All records should be reproduced verbatim.

(Pointing and labeling entries)
□ □ □

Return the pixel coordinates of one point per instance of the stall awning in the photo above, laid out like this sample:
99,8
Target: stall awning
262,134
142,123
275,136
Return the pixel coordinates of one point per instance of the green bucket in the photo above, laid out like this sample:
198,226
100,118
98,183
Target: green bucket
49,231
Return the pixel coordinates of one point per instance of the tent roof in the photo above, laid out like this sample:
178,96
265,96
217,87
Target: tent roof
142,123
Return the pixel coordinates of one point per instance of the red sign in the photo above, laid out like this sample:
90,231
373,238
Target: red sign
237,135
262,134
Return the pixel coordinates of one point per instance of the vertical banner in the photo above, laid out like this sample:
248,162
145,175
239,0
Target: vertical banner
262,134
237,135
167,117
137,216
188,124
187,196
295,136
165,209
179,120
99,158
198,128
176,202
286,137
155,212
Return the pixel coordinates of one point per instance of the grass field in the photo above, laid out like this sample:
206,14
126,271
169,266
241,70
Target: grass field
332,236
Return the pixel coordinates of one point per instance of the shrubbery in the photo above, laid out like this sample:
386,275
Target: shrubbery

□ □ □

Expected answer.
Return the pixel coordinates of one point per instance of the stall awning in the photo above, laid out like this sample:
99,8
Target: stall awning
262,134
142,123
275,136
Return the pixel coordinates of one point per instance of the green bucket in the photo above, laid out like this sample:
198,226
100,118
98,183
Target: green bucket
49,231
Return the pixel coordinates of one point per instance of the tent roof in the photo above, laid out like this sample:
178,96
265,96
217,87
Target: tent roof
142,123
Return the pixel coordinates of one point per instance of the red sign in the photo above, laid out like this sample:
90,231
373,238
Target: red sign
237,135
262,134
Return the pixel coordinates of one point per instance of the vertical banner in the photo above, laid out like this sample:
248,162
145,175
239,0
Target: vertical banner
262,134
237,135
167,117
137,216
188,124
187,196
295,136
165,209
179,120
99,158
198,128
176,202
286,137
155,212
Return the pixel coordinates of one point per instance of the grass field in the photo above, laid out like this sample:
206,14
126,271
169,266
241,70
Target: grass field
332,236
Return the pixel coordinates of one point per instance of the shrubbery in the photo above, laid out like this sample:
386,275
Target: shrubbery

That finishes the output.